▶ **TASK INSTRUCTIONS**:
Continue the personal post about family relationships and boundaries, starting after its final sentence.

--- TEXT SEGMENT Enclosed Below ---

It became hurtful contact/lack of contact from people who should have been safe, comforting stand ins, for absent father. So painful, but it's about mitigating harm.....had to be about that. I can see it no other way ..... it's so clear, now.
Oldest DD and her bf are overtly ready for me to go......bf would like for pug and youngest DD to leave with me, but with humor. I know this bc youngest joked about going with her sister, when she attends out of State optometry school. BF said "nope." They get along well, but I think he's on high alert, most of the time, monitoring relationships and moods. It's how he was raised, and......so far we aren't nutters. Maybe, if we're together enough, he fears that'll change? I guess everyone likes walking through an empty house in their underwear.
I like this bf.....but remind oldest DD about allowing her NOs be turned to Yes, for temporary comfort. About allowing sour moods to alter her course, in appeasement. It doesn't just steal your peace/freedom.....it steals anything good in a relationship, ime. Is the kiss of death, for any good thing, IME.
Boundaries keep us safe, yes.
Trouble is, I guess I always saw placing and enforcing them as....
struggle, work, acts of war, which is ridiculous.

--- End of Enclosed TEXT SEGMENT ---
--- EXERCISE DATA Enclosed Below ---

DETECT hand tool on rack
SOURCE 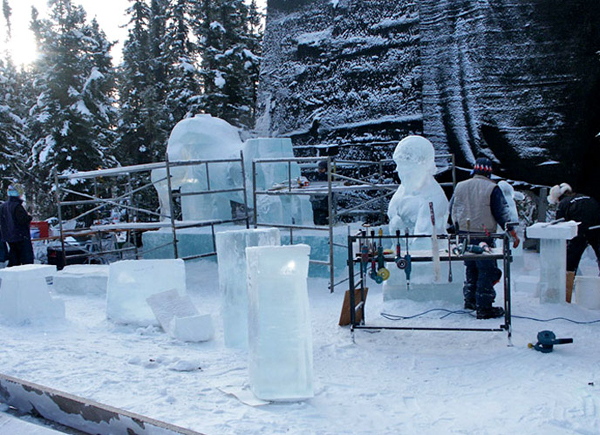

--- End of Enclosed EXERCISE DATA ---

▶ **ANSWER AREA**:
I want my girls to see it as routine maintenance...
As keeping the water off their fuzzy, adorable gremlin.....and maybe that's the truth. Maybe not.
Sure.....sure ...... it's always the woman's responsibility to control the.....
the what? The EVERYTHING, right?
We choose monsters/toddler boys in man bodies(tbimbs).....allow ourselves to be chosen by monsters/tbimbs.....we end up with a scary childman, endure, struggle, get free.....maybe. God help us if we gift the world with children. And so, youngest DD watches her super nice boss/mother of 5 struggle with her second tbimb. SO obviously not the move.
Doc G and Mud....lovely men. My cousin has a lovely marriage with a lovely adult man....there for her, and their daughters..... granddaughters....SonIL. Without fail. Always....with feminine side and humor in balance.....not ruined by the toxic masculinity culture.....who want to lable him horrible things, but can't bc he's also equally masculine. They're so confused ...have no way of squaring that up in their limited toddler understanding of the world.....women less than. Men better. Men break things, get loud.....ummmm, again, toddlers get loud/break things. Something in their brains has been disconnected.....logic......reason. Its like they're casting a spell on themselves.... pretending women lack logic and reason......creating legends, with them as heroes....women as unlikable and unproductive dependants, to be dismissed, even as they depend on us. I'm working through this, for what comes next, with daughters.
And.....I think some of the toxic men actually believe it's manly to cheat, and make fools of women. THAT is their pov.....for reals. Then they go all wide eyed and finger point at the reactivity they created. Gaslighting. I am SO unwilling to engage in the games. Shocked at the blowback, refusal to engage, creates in men....and some women.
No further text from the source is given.